Locate the line containing "the woman's hand" in the material below; repeat it and every line after it, exactly as written.

→ Pointing and labeling entries:

· · ·

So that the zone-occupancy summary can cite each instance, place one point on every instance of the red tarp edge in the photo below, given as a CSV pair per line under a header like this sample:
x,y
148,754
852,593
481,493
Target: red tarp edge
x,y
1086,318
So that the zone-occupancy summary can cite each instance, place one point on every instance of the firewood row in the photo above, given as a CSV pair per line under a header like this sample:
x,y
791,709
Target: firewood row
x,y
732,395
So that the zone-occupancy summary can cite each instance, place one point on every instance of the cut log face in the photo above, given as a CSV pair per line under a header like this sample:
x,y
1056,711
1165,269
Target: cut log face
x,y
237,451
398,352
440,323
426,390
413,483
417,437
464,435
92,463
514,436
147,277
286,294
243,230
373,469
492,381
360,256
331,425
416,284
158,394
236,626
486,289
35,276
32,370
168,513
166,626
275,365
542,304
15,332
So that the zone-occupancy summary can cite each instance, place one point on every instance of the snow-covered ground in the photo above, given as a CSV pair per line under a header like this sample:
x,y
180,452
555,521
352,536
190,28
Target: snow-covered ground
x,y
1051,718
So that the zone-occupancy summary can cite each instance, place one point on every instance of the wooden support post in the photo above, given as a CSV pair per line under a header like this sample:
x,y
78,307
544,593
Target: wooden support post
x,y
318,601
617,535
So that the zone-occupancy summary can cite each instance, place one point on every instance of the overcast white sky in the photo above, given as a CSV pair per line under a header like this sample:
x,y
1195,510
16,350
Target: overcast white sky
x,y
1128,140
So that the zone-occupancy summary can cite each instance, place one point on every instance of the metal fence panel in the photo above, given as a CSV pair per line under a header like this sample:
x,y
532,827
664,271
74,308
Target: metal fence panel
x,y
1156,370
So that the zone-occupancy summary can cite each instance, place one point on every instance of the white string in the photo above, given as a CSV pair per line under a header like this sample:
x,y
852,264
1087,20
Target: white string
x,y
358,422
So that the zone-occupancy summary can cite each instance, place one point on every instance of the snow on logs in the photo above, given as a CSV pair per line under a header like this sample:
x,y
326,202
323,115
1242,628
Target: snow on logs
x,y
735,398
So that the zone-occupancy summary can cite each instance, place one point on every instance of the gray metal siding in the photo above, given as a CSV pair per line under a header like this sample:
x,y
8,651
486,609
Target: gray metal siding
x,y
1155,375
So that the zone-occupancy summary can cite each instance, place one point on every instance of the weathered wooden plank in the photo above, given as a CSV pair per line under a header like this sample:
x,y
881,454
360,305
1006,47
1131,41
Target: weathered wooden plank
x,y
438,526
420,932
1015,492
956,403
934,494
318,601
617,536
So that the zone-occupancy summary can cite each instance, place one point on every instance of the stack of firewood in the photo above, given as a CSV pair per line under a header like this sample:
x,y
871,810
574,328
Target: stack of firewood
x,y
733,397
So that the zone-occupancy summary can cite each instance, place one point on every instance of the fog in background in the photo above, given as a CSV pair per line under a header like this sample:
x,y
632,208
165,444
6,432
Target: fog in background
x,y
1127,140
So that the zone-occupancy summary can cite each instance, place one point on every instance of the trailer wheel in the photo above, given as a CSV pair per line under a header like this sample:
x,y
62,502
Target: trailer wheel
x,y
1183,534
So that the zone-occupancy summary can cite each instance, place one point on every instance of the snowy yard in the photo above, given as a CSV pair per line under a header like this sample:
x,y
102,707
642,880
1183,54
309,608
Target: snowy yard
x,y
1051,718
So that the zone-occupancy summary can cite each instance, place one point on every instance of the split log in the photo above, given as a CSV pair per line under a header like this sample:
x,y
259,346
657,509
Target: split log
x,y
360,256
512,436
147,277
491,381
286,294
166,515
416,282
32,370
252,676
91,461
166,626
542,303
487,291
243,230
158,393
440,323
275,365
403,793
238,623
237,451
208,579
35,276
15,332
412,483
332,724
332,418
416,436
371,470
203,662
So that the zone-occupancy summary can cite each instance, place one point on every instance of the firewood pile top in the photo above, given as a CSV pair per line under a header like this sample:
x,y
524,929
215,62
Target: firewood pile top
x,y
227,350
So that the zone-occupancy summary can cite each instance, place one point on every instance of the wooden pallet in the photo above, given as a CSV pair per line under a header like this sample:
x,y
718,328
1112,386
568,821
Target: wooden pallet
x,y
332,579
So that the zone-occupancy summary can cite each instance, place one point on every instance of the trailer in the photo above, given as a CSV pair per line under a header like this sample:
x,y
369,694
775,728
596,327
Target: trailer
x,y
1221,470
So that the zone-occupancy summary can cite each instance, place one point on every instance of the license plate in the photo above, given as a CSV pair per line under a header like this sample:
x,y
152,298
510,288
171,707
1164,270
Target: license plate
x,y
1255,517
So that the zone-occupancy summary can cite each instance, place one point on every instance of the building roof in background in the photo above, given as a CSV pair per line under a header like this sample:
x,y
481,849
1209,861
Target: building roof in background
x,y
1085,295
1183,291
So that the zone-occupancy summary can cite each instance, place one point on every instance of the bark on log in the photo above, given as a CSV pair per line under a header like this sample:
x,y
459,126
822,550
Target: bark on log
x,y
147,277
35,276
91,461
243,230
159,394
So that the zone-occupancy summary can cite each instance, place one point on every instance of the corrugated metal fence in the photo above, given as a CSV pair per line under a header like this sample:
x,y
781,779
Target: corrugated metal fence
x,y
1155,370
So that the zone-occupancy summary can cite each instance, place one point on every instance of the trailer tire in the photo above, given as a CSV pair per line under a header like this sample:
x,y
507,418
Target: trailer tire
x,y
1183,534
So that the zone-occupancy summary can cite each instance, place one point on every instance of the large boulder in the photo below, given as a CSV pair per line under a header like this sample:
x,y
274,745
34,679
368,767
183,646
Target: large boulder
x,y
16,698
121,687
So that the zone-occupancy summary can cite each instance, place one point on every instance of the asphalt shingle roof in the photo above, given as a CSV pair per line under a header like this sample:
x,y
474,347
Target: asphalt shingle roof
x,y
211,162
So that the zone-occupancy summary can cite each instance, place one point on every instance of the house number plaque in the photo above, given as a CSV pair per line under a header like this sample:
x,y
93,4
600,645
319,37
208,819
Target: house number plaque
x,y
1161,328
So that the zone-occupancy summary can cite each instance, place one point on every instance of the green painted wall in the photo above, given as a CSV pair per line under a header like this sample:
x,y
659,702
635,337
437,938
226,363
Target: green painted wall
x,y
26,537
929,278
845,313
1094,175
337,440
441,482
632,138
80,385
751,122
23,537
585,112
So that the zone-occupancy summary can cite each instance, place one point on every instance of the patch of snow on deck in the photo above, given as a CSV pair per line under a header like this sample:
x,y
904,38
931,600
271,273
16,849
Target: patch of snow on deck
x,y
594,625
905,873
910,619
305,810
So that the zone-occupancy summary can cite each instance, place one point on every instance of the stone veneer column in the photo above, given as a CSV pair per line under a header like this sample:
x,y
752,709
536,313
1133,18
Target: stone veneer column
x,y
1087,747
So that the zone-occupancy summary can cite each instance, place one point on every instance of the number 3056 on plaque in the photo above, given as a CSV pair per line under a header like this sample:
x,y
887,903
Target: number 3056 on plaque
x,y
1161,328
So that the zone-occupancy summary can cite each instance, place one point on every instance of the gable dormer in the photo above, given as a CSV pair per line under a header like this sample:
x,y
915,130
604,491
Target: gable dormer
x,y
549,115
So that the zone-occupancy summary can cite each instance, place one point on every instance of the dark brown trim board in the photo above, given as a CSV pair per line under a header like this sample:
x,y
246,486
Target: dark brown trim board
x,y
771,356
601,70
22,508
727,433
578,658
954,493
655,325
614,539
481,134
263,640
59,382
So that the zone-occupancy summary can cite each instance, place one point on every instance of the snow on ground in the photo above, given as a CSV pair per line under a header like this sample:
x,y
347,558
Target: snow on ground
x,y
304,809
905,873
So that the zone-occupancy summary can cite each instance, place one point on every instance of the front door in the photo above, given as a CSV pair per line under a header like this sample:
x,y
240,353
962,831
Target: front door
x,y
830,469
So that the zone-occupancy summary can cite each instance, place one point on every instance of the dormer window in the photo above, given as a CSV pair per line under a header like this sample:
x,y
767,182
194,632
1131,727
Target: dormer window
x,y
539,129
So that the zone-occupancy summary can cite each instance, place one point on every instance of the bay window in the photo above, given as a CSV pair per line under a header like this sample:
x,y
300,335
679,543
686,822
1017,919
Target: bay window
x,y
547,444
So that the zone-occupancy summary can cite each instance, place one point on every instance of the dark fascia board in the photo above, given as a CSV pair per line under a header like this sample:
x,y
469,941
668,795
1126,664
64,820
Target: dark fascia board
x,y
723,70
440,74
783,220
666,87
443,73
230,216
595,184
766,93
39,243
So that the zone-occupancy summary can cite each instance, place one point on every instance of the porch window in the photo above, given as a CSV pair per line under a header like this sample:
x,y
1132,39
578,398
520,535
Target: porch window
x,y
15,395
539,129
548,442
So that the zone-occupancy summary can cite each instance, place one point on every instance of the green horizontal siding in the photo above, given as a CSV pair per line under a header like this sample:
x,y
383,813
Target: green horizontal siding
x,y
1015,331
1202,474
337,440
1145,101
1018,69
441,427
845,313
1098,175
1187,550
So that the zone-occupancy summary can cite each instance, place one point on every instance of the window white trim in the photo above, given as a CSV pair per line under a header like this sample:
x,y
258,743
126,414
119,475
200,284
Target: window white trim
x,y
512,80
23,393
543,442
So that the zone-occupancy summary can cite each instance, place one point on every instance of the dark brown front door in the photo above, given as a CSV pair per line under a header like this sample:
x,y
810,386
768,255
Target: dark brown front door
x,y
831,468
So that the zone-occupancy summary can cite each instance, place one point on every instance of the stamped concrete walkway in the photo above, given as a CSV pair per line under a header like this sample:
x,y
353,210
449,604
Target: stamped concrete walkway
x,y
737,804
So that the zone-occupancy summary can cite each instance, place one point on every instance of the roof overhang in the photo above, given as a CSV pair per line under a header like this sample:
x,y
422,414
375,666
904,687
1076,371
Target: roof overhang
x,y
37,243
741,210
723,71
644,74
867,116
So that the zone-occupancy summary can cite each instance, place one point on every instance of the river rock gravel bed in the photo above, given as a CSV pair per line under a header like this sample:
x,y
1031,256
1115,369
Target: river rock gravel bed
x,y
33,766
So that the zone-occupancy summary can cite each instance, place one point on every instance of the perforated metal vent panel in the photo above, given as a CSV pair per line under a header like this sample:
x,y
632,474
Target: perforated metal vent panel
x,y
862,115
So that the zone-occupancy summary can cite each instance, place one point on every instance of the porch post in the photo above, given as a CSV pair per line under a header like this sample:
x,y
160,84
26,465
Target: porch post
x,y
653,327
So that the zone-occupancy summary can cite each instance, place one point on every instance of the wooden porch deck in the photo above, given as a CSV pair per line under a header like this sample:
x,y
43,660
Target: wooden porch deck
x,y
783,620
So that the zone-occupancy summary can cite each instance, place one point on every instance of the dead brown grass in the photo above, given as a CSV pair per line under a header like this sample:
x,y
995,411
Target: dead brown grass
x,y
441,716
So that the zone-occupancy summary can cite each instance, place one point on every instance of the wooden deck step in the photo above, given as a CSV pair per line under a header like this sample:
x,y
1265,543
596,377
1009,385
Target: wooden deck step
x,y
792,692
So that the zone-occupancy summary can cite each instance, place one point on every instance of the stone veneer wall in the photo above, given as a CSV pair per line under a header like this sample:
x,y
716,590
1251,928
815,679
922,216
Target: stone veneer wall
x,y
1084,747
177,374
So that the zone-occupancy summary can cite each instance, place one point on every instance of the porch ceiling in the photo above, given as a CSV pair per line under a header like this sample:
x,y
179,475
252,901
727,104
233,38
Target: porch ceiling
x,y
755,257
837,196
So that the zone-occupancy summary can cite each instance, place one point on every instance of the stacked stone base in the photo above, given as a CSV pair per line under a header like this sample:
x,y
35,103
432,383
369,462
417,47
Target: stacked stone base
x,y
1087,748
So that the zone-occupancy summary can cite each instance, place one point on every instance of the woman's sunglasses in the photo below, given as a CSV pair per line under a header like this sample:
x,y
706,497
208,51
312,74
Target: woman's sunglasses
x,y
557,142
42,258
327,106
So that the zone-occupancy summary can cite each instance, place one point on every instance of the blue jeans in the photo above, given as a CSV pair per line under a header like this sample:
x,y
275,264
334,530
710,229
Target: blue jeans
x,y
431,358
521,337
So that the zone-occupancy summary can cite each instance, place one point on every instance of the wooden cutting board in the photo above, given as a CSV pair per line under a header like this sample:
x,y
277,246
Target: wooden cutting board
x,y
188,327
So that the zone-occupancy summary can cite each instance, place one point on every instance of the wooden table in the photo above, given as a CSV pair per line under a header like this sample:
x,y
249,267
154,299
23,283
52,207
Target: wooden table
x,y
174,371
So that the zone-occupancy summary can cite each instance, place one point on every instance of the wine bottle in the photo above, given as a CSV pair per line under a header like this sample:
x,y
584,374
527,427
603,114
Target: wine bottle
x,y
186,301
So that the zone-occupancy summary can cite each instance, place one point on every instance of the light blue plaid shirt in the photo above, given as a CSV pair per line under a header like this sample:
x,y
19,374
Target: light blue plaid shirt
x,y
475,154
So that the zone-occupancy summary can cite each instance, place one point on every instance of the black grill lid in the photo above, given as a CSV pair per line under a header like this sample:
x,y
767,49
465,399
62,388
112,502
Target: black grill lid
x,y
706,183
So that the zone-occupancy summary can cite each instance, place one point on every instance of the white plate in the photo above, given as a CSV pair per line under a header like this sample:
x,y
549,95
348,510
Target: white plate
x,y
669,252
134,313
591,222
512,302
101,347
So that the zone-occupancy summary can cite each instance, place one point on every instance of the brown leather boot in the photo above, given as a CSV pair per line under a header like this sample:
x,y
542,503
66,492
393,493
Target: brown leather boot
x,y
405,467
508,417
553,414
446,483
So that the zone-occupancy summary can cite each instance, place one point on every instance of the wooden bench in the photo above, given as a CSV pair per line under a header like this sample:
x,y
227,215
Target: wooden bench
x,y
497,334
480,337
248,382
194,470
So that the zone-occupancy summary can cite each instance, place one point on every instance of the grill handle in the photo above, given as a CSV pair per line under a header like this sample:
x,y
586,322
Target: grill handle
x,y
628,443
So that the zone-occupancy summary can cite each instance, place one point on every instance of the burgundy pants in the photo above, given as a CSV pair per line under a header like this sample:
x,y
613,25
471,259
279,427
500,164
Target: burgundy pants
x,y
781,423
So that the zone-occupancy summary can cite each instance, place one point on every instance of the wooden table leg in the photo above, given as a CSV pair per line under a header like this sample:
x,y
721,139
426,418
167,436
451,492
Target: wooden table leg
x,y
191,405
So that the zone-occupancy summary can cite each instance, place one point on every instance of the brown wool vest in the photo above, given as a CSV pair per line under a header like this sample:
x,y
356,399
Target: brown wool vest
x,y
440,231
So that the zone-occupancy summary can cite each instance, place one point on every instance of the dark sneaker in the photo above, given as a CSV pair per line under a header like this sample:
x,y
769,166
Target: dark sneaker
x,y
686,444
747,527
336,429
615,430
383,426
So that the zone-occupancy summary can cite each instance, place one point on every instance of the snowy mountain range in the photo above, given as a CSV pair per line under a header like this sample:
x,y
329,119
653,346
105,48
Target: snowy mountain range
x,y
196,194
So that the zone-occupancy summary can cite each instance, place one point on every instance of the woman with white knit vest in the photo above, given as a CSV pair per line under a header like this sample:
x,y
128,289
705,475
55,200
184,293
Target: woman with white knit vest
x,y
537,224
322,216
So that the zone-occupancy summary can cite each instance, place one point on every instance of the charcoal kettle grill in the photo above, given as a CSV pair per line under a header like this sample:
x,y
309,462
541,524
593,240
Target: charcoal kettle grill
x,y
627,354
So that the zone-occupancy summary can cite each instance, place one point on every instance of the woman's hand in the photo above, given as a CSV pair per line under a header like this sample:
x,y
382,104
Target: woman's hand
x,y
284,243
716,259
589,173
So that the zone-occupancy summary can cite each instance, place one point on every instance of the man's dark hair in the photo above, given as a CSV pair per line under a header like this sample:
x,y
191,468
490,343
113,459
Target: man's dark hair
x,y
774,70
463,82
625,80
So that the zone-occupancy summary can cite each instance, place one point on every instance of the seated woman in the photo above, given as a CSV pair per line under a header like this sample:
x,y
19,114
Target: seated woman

· · ·

→ Result below:
So that the zone-occupancy summary can cite each instance, place one point on every instance of the woman's hand in the photo above, given as a CSV pair per line under a header like this sample:
x,y
382,104
Target: woman's hand
x,y
284,243
716,259
589,173
So that the zone-occupancy summary can cite each instance, place one point on every instance of the man's dark hair in the photo above, given as a CSV pair per line under a header like this sample:
x,y
191,468
490,343
113,459
Target: man's dark hair
x,y
774,70
463,82
625,80
So that the zone-occupancy summary can cite each instance, place one point on every instance of the seated woman in the photo above, given as a CSV pair per line under a header like this sample:
x,y
19,114
Target: seated woman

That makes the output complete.